#### Action item
The text of every record, exactly as given and with no pictures, should be your output.

[Referring expression pointing data]
*** Block opens ***

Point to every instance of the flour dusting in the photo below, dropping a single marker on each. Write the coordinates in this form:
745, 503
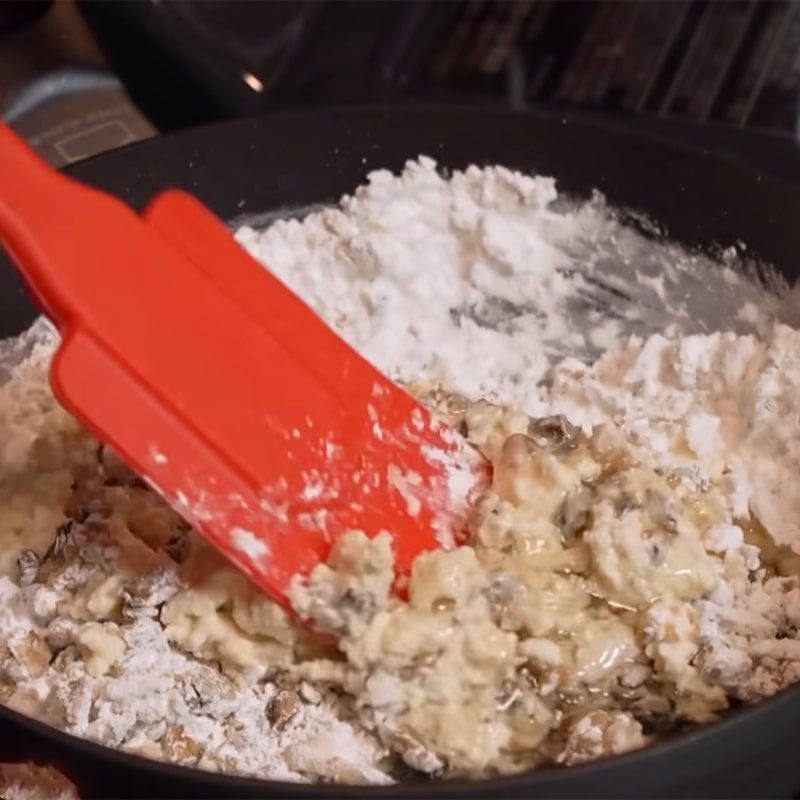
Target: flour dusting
588, 335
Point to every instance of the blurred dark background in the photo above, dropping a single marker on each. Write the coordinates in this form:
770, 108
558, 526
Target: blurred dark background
723, 75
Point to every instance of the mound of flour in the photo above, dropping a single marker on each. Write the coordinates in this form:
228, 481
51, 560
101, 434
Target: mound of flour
482, 279
490, 282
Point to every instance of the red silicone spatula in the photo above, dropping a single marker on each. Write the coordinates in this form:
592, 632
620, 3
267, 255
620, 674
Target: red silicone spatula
217, 384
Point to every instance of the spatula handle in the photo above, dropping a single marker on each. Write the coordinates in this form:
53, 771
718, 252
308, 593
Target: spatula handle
45, 221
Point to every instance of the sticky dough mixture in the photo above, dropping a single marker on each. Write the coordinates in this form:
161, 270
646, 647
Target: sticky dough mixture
632, 568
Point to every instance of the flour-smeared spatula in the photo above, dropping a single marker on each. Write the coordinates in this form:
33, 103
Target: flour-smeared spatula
218, 385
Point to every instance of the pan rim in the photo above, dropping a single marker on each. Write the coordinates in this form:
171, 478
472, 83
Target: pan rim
675, 746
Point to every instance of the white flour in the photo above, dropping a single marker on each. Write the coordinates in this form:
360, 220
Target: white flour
482, 281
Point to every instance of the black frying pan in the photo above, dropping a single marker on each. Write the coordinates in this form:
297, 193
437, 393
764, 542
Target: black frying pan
286, 160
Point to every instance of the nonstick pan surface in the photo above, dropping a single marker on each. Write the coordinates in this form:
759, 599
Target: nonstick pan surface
249, 167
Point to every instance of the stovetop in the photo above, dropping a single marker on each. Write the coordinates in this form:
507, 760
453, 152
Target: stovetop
723, 76
80, 77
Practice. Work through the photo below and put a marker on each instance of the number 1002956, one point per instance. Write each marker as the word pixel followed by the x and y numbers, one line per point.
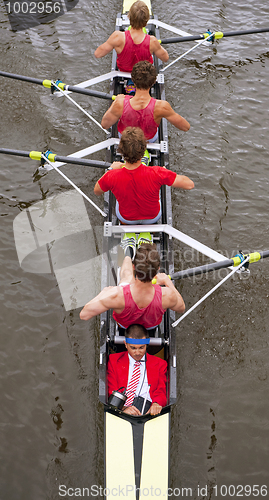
pixel 240 490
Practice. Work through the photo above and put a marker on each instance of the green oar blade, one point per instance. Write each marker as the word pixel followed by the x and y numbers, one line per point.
pixel 235 261
pixel 36 155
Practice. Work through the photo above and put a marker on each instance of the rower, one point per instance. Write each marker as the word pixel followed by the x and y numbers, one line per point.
pixel 134 44
pixel 143 375
pixel 142 110
pixel 137 299
pixel 136 186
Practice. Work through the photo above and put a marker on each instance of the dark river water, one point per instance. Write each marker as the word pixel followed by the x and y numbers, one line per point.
pixel 50 419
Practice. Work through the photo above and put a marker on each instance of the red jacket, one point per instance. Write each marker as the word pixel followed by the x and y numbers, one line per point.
pixel 118 369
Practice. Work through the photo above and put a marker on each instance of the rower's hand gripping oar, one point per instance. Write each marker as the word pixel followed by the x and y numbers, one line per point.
pixel 49 157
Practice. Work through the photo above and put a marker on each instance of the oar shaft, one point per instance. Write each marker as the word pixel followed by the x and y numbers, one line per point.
pixel 223 35
pixel 22 78
pixel 49 84
pixel 253 257
pixel 81 161
pixel 36 155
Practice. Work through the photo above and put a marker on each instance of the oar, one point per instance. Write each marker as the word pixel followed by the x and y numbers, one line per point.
pixel 217 35
pixel 63 86
pixel 37 155
pixel 50 157
pixel 235 261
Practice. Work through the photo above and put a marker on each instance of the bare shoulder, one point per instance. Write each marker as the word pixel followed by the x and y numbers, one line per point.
pixel 117 36
pixel 168 297
pixel 154 42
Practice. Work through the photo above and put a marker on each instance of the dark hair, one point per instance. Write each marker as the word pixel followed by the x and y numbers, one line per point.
pixel 144 75
pixel 146 262
pixel 138 15
pixel 136 332
pixel 132 144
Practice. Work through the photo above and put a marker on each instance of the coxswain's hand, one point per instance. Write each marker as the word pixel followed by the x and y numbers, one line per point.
pixel 155 409
pixel 132 410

*** Block closes ***

#### Answer for this exercise
Point to every instance of the flour dusting in the photo below, dropping a single marker on each. Write the coordinates in this form:
745, 503
Target: flour dusting
588, 335
Point to every instance of the blurred dark background in the photo above, dropping a single marker on each. Write the coordinates in this form:
770, 108
558, 526
Target: blurred dark background
723, 75
Point to every instance of the mound of flour in the photo above, dropping a single marker on each. Write the coordinates in this form:
228, 481
51, 560
101, 434
Target: mound of flour
482, 279
490, 282
Point to every instance of the red silicone spatula in the photo above, dropping a single marker on each. Write the coordinates in this form:
592, 632
620, 3
267, 255
620, 674
Target: red silicone spatula
217, 384
Point to every instance of the spatula handle in the photo above, dropping a single marker on each. Write the coordinates in this form:
53, 771
718, 252
308, 593
Target: spatula handle
45, 221
Point to every instance of the sticky dough mixture in the photo above, dropping a single marker on each. Write the coordinates in this form:
161, 270
646, 647
Target: sticky dough mixture
632, 568
Point to every instance of the flour-smeared spatula in the photo above, dropping a single marker on each. Write the coordinates in this form:
33, 103
Target: flour-smeared spatula
218, 385
Point to every instance of the pan rim in the photo above, dropping a single marker on each. Write the coordinates in this form:
171, 478
472, 83
Target: pan rim
675, 746
Point to every instance of the white flour in the photo above, dropping a single marker on each. Write the coordinates in this form:
360, 220
Target: white flour
482, 281
Point to every instance of the black frying pan in the photo above, dropping a single marker on each. Write the coordinates in this form:
297, 193
437, 393
764, 542
Target: black frying pan
286, 160
Point to every instance of the nonstick pan surface in the photo above, dropping a single marker on each. Write the coordinates in this form:
759, 599
Target: nonstick pan surface
249, 167
Point to every instance of the stovetop in the photo above, dropping a single marker on each. Write the coordinates in this form:
507, 760
453, 152
Target: stovetop
723, 76
80, 77
Practice. Work through the photo below and put a marker on each instance of the number 1002956, one point per instance. Write each marker as the word pixel followed by the x and y numbers, one line per point.
pixel 240 490
Practice. Work through the photo above and put a marker on each instance of the green oar blade, one point per instance. Write each marker as the word pixel followed by the x and y numbers, one line per point.
pixel 235 261
pixel 36 155
Practice. Work through the photo above and put a marker on each instance of the rower, one point per instance. Write each marker as the word pixel followed by the x and y numbers, one line per point.
pixel 134 44
pixel 143 375
pixel 142 110
pixel 137 299
pixel 136 186
Practice. Work through the photo above and put a marker on each instance of the dark river water, one point per instance. Write each marker as the word pixel followed by the x and y numbers, one line per point.
pixel 50 419
Practice. Work through the photo above and put a marker on each instance of the red jacket, one point per instance. Write each marker as the word pixel followed by the x and y numbers, one line per point.
pixel 118 369
Practice. Work through the photo above and put a marker on each instance of the rower's hand gripping oar, one point per instance. Write each marker as the word pixel followed by the x and y numbers, one line per point.
pixel 49 157
Practice. Work through the photo above and put a marker on each instance of the oar shaft, one point per instance. Write each marker as the word pixel followed by the x and y numbers, one line per point.
pixel 223 35
pixel 22 78
pixel 49 84
pixel 253 257
pixel 81 161
pixel 36 155
Practice. Work through the photo above and put a marker on each instance of the oar, one point per instance. Write each marker as the word pixel followed by the x and y numbers, one line per point.
pixel 217 35
pixel 63 86
pixel 37 155
pixel 50 157
pixel 235 261
Practice. Work through the photo above and put a marker on each instance of the bare shoulder, one point per instance. Write each marker as the word pixel followed by the x and y numbers, one line per point.
pixel 117 36
pixel 168 297
pixel 154 42
Practice. Work through the photo above and put a marker on each instance of the dark hair, one point per instance. Write each marker as the word pixel followed by the x and y numbers, one line per point.
pixel 144 75
pixel 146 262
pixel 138 15
pixel 136 332
pixel 132 144
Practice. Work through the photo above and put a marker on each instance of the coxswain's hand, one point per instance. Write each marker as the word pixel followed by the x and y numbers, one line per point.
pixel 155 409
pixel 132 410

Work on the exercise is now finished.